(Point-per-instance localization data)
|---|

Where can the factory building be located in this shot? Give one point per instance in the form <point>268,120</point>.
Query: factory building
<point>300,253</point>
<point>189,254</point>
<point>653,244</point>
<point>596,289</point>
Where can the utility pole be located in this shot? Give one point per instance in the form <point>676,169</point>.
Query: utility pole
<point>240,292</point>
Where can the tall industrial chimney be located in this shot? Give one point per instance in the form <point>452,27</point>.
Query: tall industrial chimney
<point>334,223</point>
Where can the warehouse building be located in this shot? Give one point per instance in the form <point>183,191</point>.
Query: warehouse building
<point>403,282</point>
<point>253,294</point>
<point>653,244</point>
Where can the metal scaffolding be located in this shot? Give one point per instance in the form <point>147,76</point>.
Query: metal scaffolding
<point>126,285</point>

|---|

● PROBLEM TO WORK ON
Using the records above, write out exactly the lines from the one containing "Where can the utility" through the last, and add nothing.

● TASK RESULT
Where can the utility pole be located in this shot? Give one point per instance in the form <point>676,169</point>.
Query: utility pole
<point>240,292</point>
Where can the tall industrial chimney be located in this shot? Give one point per instance in the form <point>452,27</point>.
Query: tall industrial chimney
<point>334,223</point>
Where can the warehouse building be located in this shot? Give one point per instance in the form <point>183,191</point>.
Query: warehouse building
<point>403,282</point>
<point>253,294</point>
<point>653,244</point>
Where can the metal scaffolding be located in this shot? Give one point per instance in the form <point>147,76</point>.
Query: metal scaffolding
<point>126,285</point>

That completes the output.